▶ TEXTO FORNECIDO

━━━━━━

5. APLICAÇÃO DA TEORIA DA TUTELA JURISDICIONAL ADEQUADA AO MANDADO DE INJUNÇÃO
Com base nessas considerações, cabe-nos nesse momento analisar a aplicação da teoria da tutela jurisdicional adequada à garantia constitucional do mandado de injunção, já deixando, consignado que a associação da ação de direito material à ação de direito processual do direito subjetivo constitucional ao mandado de injunção faz chegar à conclusão de que a tutela jurisdicional mais adequada é aquele que fornece ao cidadão uma norma para solução do caso concreto.
Para tanto, antes de mais nada, é preciso enfrentar alguns empecilhos aventados no julgamento do Mandando de Injunção nº 107.
A posição não concretista, maioria à época do julgamento, estabelecia que a única tutela possível ao mandado de injunção seria a notificação de que o Congresso encontra-se em mora legislativa.
Com ela o Judiciário servia apenas para declarar a inércia legislativa e notificar o Congresso. A decisão seria meramente declaratória, não havendo, portanto, a constituição ou reestruturação de nenhum direito. Essa seria a tutela jurisdicional. Tal posicionamento, arraigado no princípio da separação dos poderes, fez aquele que fornece a mais adequada tutela ao jurisdicionado.

━━━━━━

▶ REGISTROS

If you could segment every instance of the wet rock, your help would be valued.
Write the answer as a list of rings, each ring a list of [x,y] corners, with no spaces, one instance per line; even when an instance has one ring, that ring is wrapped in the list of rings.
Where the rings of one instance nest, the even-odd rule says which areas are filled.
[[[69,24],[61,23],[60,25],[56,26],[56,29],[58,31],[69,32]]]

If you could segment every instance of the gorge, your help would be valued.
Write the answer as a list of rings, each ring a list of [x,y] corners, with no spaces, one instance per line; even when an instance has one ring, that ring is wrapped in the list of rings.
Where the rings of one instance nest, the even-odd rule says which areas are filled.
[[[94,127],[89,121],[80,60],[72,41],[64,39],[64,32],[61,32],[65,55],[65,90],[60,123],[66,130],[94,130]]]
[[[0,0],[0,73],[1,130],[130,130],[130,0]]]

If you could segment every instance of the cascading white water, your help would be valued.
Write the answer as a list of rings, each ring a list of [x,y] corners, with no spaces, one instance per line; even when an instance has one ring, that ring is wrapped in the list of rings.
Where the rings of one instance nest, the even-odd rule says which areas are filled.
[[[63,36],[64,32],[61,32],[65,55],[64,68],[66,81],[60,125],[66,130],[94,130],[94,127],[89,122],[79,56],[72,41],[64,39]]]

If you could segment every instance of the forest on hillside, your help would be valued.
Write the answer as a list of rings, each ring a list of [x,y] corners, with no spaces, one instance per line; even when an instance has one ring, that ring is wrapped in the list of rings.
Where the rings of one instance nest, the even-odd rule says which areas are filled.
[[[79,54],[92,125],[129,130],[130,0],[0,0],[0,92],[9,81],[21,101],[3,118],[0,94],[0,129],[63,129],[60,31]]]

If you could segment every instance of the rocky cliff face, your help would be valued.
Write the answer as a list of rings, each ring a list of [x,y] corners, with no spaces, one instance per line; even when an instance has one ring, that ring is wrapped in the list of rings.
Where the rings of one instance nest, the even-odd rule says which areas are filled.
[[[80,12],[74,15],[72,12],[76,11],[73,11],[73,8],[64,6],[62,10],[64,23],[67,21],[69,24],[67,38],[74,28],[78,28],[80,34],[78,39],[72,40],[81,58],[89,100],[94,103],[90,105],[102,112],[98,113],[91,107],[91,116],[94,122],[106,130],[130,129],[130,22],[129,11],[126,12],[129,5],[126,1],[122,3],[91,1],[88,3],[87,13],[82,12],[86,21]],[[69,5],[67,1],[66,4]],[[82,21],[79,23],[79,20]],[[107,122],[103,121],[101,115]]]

━━━━━━

▶ TAREFA A
Responda com base no texto sobre o mandado de injunção:
(i) Qual tutela jurisdicional o texto considera a mais adequada ao mandado de injunção?
(ii) Em que julgamento foram aventados os empecilhos que precisam ser enfrentados?
(iii) Segundo a posição não concretista, qual seria a única tutela possível ao mandado de injunção?
▶ TAREFA B
Retome o texto sobre o mandado de injunção a partir do ponto em que ele para, dando seguimento à análise.
Os registros provêm de outra fonte.

▶ RESPOSTA ESPERADA A
(i) A tutela que fornece ao cidadão uma norma para solução do caso concreto.
(ii) No julgamento do Mandado de Injunção nº 107.
(iii) A notificação de que o Congresso se encontra em mora legislativa.

▶ RESPOSTA ESPERADA B
De fato, nossa Constituição, no art. 2º, prescreve que o Judiciário, o Executivo e o Legislativo são poderes independentes e harmônicos entre si. Há com essa norma constitucional a imposição ou o estabelecimento do princípio básico da separação dos poderes.
No entanto, tal norma não pode e não deve ser interpretada ou vista de forma isolada ou absoluta, isto porque, apesar da Constituição prevê expressamente a separação dos três poderes, é possível à existência de uma eventual "interferência" de um sobre o outro.
É necessária que se entenda que, por trás da norma que prevê a separação dos poderes, existe em essência um Estado Democrático de Direito. Tal postulado faz com que haja também, por detrás deste princípio, outros como é o caso da divisão de poderes (share of power) ou o dos freios e contrapesos (check and balances) de um poder sobre o outro.
No Brasil, desta forma, não poderia ser diferente, a Constituição de 1988, previu vários dispositivos que demonstravam claramente esta divisão de atribuições e a este mútuo controle existente entre os poderes. Como exemplo, temos elaboração das leis, função precípua do Legislativo, que conta com a participação do Executivo, através da sanção ou do veto, e eventualmente do Judiciário, através da apreciação de sua inconstitucionalidade ou ilegalidade.
Pois bem, a idéia que se pode extrair da conjugação dos princípios da separação dos poderes, da divisão dos poderes e dos freios e contrapesos é a de que um poder pode "interferir" no outro, desde que haja autorização da Constituição para tanto.
A idéia, ademais, é a de que a Constituição é a fonte legítima de irradiação dos poderes do Estado, sendo, estes "poderes", nada mais do que uma divisão de atribuições, tarefas, delegadas pela norma jurídica fundamental.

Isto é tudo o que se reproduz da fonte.